Collected data entries:
>> begin

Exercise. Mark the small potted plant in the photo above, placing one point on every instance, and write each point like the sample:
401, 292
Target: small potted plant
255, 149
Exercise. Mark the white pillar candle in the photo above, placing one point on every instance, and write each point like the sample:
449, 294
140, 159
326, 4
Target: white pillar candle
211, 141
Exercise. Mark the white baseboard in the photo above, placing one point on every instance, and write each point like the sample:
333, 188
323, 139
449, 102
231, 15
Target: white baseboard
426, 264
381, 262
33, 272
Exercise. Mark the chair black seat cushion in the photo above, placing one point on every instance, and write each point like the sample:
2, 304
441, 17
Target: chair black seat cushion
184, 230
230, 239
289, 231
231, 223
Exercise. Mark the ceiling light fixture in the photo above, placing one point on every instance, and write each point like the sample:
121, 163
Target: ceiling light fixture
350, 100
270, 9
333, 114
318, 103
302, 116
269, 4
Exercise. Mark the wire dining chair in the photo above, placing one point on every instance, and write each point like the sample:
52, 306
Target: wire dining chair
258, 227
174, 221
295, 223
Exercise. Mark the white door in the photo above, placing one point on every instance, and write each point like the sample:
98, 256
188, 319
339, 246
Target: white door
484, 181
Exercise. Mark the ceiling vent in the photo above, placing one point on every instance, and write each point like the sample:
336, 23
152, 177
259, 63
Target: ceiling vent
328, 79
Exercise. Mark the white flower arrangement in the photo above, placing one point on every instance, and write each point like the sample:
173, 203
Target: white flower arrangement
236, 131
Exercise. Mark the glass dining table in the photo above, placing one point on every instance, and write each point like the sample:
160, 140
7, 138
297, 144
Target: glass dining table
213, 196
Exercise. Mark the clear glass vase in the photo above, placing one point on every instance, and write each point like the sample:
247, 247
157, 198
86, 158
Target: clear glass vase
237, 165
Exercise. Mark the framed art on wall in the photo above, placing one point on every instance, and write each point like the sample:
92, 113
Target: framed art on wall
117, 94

>> end

> Given instruction
Please return all of the records above word for word, with every line kept in its original order.

> The result
Exercise. Mark the small potted plant in the photo above, placing one point on every instance, and write each point like the sample:
401, 292
Target: small potted plant
255, 149
Exercise. Mark the white pillar candle in the photo above, placing one point on every instance, and write each point like the sample:
449, 294
140, 159
326, 4
Target: white pillar candle
211, 141
Exercise. Mark the white baseboard in the photo above, placing one point on every instance, and write each point like the sample:
333, 188
323, 139
449, 102
231, 15
Target: white baseboard
426, 264
381, 262
33, 272
Exercise. Mark the chair black seat cushion in the photo above, placing one point on every instance, and write each point like the sample:
2, 304
441, 17
Target: chair black seat cushion
184, 230
230, 239
289, 231
231, 223
Exercise. Mark the ceiling light fixture in the photo above, placing one point on every instance, and write each point like the sample:
121, 163
Target: ceiling light fixture
350, 100
270, 9
333, 114
318, 103
302, 116
269, 4
Exercise. Mark the wire dining chair in the photo above, placing one point on every instance, and write each point like the sample:
52, 306
Target: wire dining chair
258, 227
174, 221
295, 223
Exercise. Mark the white door in the photo above, placing one point on every instance, and write each point like the sample:
98, 256
188, 319
339, 246
Target: white door
484, 181
Exercise. Mark the ceiling vent in the photo above, placing one point on every instance, and write each point like the sample:
336, 23
152, 177
259, 63
Target: ceiling vent
328, 79
Exercise. Mark the white flower arrangement in the photo above, placing one point on every instance, and write each point like the sample:
173, 203
Target: white flower arrangement
236, 131
Exercise. Mark the glass dining table in the photo above, placing one point on every instance, and write each point like the sample:
160, 140
7, 138
297, 144
Target: glass dining table
213, 196
Exercise. Mark the clear glass vase in the photo above, placing one point on every instance, and write each point like the sample:
247, 247
157, 198
86, 158
Target: clear glass vase
237, 165
Exercise. Mark the framed art on wall in the photo above, placing one point on every instance, and write each point like the sample:
92, 113
Target: framed art on wall
117, 94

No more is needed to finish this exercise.